▶ [TO DO]
How many lines in the rows below contain the string "chairlift"? Reply with the number alone.

▶ [INPUT DATA]
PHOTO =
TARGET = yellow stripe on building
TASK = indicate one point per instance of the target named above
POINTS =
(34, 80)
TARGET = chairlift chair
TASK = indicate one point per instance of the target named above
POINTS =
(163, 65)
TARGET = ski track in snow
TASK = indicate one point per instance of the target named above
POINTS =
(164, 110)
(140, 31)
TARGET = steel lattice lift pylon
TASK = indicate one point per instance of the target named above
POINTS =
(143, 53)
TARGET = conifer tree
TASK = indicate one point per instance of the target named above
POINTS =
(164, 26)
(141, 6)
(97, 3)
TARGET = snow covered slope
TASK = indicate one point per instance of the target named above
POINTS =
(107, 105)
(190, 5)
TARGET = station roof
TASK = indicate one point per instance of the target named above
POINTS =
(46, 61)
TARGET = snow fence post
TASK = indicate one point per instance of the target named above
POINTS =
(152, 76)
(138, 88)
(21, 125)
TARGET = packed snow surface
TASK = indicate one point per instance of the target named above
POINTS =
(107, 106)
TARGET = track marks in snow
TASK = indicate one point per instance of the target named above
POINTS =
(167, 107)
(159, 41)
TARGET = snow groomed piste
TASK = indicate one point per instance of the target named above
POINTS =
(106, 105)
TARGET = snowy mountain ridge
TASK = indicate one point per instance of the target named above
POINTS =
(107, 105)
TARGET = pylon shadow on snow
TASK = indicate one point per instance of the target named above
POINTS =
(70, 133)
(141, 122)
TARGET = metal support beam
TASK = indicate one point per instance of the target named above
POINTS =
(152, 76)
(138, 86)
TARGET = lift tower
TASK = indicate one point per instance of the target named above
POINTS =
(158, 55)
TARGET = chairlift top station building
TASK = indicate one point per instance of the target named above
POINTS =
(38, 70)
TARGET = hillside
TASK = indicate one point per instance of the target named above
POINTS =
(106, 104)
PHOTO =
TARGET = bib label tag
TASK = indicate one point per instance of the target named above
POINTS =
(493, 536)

--

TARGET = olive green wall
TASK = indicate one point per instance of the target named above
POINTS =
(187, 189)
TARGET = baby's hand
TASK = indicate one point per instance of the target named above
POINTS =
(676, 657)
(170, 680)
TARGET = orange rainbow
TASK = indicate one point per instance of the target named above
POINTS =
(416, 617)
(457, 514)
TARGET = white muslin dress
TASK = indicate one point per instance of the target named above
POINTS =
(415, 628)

▶ [EXERCISE ANSWER]
2